▶ _What you need to do_: The job is to output each record again, character for character.

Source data
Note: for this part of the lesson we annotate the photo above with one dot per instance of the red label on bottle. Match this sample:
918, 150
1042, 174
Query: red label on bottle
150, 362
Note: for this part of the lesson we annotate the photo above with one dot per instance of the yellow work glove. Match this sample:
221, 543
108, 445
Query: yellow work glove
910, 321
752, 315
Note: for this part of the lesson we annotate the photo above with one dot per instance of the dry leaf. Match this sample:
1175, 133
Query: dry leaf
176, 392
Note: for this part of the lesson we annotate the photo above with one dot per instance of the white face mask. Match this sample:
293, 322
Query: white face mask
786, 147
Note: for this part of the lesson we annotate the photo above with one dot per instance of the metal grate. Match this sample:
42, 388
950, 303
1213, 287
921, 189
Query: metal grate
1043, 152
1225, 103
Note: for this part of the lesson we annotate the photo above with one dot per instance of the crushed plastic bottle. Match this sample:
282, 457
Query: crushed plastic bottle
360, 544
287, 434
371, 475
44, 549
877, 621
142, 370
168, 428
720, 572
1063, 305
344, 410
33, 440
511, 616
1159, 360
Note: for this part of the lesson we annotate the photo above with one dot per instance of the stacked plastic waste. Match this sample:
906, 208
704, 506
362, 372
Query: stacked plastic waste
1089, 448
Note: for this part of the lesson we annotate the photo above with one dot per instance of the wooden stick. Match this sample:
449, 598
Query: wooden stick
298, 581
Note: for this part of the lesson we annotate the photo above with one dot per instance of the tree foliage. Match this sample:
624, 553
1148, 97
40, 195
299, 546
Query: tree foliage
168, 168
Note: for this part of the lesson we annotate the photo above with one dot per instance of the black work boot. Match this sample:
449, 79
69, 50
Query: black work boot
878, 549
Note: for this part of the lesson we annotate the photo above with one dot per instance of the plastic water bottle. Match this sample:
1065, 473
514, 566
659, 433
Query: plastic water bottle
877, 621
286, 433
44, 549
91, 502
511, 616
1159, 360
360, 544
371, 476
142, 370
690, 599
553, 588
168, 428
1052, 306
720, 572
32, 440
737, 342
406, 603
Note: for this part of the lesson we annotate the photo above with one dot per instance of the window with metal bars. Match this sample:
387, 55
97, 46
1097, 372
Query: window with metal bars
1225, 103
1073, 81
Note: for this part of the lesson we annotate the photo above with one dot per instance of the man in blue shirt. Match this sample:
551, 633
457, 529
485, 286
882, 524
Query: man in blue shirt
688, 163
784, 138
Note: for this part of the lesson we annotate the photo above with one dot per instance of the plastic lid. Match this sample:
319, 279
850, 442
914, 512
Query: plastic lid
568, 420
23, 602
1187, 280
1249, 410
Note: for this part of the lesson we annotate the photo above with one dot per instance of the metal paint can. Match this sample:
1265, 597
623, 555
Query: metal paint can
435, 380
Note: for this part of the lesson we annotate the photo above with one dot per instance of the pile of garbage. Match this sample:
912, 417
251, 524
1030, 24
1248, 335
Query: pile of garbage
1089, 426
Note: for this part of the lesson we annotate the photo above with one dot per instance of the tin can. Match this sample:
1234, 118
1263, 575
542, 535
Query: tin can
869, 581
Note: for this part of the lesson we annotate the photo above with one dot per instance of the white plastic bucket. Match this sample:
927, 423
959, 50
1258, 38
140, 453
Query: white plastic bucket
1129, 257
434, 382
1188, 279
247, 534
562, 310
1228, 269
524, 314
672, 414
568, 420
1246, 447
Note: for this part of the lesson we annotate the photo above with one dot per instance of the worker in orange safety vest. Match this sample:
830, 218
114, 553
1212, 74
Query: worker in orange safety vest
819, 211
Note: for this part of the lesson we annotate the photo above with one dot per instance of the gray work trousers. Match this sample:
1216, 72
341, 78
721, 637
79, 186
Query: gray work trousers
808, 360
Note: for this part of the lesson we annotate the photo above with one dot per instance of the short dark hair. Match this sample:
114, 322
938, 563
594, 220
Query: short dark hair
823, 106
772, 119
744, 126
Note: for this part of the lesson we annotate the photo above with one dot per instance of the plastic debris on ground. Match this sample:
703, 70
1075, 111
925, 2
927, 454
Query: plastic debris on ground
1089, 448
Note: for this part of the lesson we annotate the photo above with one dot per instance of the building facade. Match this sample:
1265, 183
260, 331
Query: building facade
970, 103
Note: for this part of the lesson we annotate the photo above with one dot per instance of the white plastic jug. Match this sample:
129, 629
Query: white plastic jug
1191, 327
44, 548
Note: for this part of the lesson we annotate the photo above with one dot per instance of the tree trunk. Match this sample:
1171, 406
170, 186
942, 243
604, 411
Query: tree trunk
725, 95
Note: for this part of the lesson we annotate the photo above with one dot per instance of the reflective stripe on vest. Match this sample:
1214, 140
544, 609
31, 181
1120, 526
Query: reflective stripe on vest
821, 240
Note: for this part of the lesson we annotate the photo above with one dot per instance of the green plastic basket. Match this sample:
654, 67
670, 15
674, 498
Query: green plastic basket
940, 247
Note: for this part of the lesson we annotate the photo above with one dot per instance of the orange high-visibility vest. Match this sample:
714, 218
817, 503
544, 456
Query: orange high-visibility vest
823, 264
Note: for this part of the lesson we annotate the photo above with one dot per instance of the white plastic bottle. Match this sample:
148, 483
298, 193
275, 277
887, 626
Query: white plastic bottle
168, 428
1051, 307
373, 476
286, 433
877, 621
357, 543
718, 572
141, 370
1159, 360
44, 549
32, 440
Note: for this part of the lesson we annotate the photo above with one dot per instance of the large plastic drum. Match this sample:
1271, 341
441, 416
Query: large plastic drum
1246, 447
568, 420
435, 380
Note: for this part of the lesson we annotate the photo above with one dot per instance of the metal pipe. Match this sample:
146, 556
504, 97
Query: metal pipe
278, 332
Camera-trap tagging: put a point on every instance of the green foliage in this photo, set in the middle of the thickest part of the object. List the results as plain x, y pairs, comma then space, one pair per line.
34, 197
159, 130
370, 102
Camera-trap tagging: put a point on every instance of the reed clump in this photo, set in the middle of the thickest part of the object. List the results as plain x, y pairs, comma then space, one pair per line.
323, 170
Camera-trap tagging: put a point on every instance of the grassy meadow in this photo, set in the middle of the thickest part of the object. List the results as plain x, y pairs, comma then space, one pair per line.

▶ _Task output_:
Note: for this part of the lesson we annotate the photo above with one dot per instance of the red label on bottle. Match this sample:
918, 150
1042, 174
Query: red label on bottle
150, 362
Note: for this part of the lesson we annotate the photo above with one dot per instance of the yellow work glove. Match this sample:
221, 543
108, 445
Query: yellow work glove
910, 321
752, 315
Note: for this part of the lesson we annotate the photo above with one dot per instance of the dry leaf. Match this sample:
1175, 133
Query: dry leaf
176, 392
Note: for this part of the lesson we annotate the photo above with one dot per instance of the white face mask. Match this sample:
293, 322
Query: white face mask
786, 147
Note: for this part of the lesson we annotate the photo above with one dot per instance of the metal grate. Match this sample:
42, 388
950, 303
1213, 287
921, 189
Query: metal grate
1043, 152
1225, 103
Note: for this part of the lesson we annotate the photo above with one dot per instance of the crushed plastic bottle. Match this sample:
282, 457
Query: crushed plastic bottle
360, 544
287, 434
371, 475
44, 549
877, 621
142, 370
168, 428
720, 572
1063, 305
344, 410
33, 440
511, 616
1159, 360
Note: for this part of the lesson we annotate the photo above with one dot per instance of the stacked plastic waste. Match this sample:
906, 208
704, 506
362, 372
Query: stacked plastic waste
1089, 448
Note: for this part of the lesson we annotate the photo above with one dot per instance of the wooden stick. Match this sample:
449, 598
Query: wooden stick
298, 581
Note: for this part of the lesson we annotate the photo above with one dot per instance of the tree foliage. Match this sample:
624, 553
1148, 97
40, 195
299, 546
Query: tree foliage
168, 168
Note: for this part of the lesson we annotate the photo above with one dot per instance of the black work boot. Match this sample:
449, 79
69, 50
Query: black work boot
878, 549
Note: for this part of the lesson we annotate the photo above with one dot per instance of the plastic water bottle. Match this sample:
1065, 473
514, 566
659, 433
Query: plastic water bottle
877, 621
286, 433
44, 549
91, 502
511, 616
1159, 360
360, 544
371, 476
142, 370
690, 599
553, 588
168, 428
1052, 306
720, 572
32, 440
737, 342
406, 603
Note: for this part of the lesson we annotate the photo above with one dot per instance of the window with metal bars. Match this sample:
387, 55
97, 46
1097, 372
Query: window with metal bars
1225, 103
1073, 81
Note: for this part of the lesson we annotate the photo above with one dot per instance of the man in blue shirt. Match this sample:
551, 633
457, 529
485, 286
882, 524
Query: man in blue shirt
688, 163
784, 138
Note: for this part of the lesson we annotate the photo above with one dot per instance of the plastic lid. Match this sample:
319, 279
850, 442
914, 512
Query: plastic lid
568, 420
23, 602
1187, 280
1249, 410
Note: for this part of the lesson we annotate the photo above with one dot per instance of the metal paint can. Match this sample:
1265, 597
623, 555
Query: metal paint can
435, 380
Note: for this part of the lesson we annotate the photo above with one dot per instance of the pile of garbage. Match this sample:
912, 417
251, 524
1030, 24
1248, 335
Query: pile of garbage
1089, 426
Note: for this part of the lesson we annotate the photo above with one dot per instance of the tin can. Match this sample:
1234, 118
1263, 575
542, 535
Query: tin can
869, 581
Note: for this part of the lesson we annotate the photo above with one dot per instance of the white plastic bucket. Match this sample:
927, 423
959, 50
1258, 38
140, 453
Query: white plastic bucket
1129, 257
434, 382
1188, 279
247, 534
562, 310
1228, 269
524, 314
672, 414
568, 420
1246, 447
Note: for this part of the lesson we annotate the photo above with one dot per instance of the worker in orange safety vest. Match this sample:
830, 218
114, 553
1212, 74
Query: worker in orange safety vest
819, 211
Note: for this part of the lesson we annotate the photo above with one dot per instance of the gray work trousers. Match this sample:
1216, 72
341, 78
721, 637
79, 186
Query: gray work trousers
808, 360
Note: for this part of the lesson we annotate the photo above with one dot per instance of the short dark hair. Match this sample:
114, 322
938, 563
594, 220
Query: short dark hair
823, 106
772, 119
744, 126
Note: for this part of the lesson we annotate the photo above with one dot per instance of the plastic debris on ground. Match this sample:
703, 70
1075, 111
925, 2
927, 454
Query: plastic debris on ground
1089, 448
Note: for this part of the lesson we annotate the photo above with one dot per instance of the building facade. Match this sample:
1265, 183
260, 331
Query: building facade
970, 103
Note: for this part of the lesson we annotate the photo above with one dot per instance of the white plastic jug. Match this sample:
129, 629
Query: white plastic jug
1191, 327
44, 548
Note: for this part of the lesson we annotate the photo above with one dot per instance of the tree trunk. Match this sample:
1171, 406
170, 186
942, 243
604, 411
Query: tree trunk
725, 95
Note: for this part of the lesson we annotate the photo above with one dot per instance of the reflective stripe on vest. Match this sample:
1214, 140
544, 609
31, 181
1120, 526
Query: reflective stripe on vest
821, 240
Note: for this part of the lesson we annotate the photo above with one dot per instance of the green plastic basket. Match this sample:
654, 67
670, 15
674, 498
Query: green plastic basket
940, 247
Note: for this part of the lesson we annotate the photo above with one dot per instance of the orange high-visibility vest. Match this sample:
714, 218
817, 503
544, 456
Query: orange high-visibility vest
823, 264
Note: for this part of the lesson we annotate the photo above with one dot per instance of the white plastic bottle. Match this sample:
148, 483
298, 193
275, 277
887, 626
Query: white plastic bottle
168, 428
1051, 307
373, 476
286, 433
877, 621
357, 543
718, 572
141, 370
1159, 360
44, 549
32, 440
Note: for this part of the lesson we annotate the photo above with one dot per instance of the large plastic drum. Match this sample:
1271, 341
441, 416
Query: large plastic drum
1246, 447
568, 420
435, 380
Note: for this part of the lesson we annotate the photo above with one dot per instance of the metal pipe. Match this sample:
146, 556
504, 97
Query: metal pipe
278, 332
Camera-trap tagging: put a point on every instance of the green foliage in this photo, set in the middle of the thickest part of the object. List the results as plain x, y pairs, comma then space, one pair per line.
34, 197
159, 130
370, 102
Camera-trap tagging: put a point on every instance of the reed clump in this photo, set in the middle of the thickest part of the object. List the results as plain x, y pairs, comma then space, one pair per line.
323, 170
Camera-trap tagging: put a point on every instance of the grassy meadow in this photo, set in the middle of the thickest part of the object. List the results as plain x, y pairs, comma then space, one pair per line.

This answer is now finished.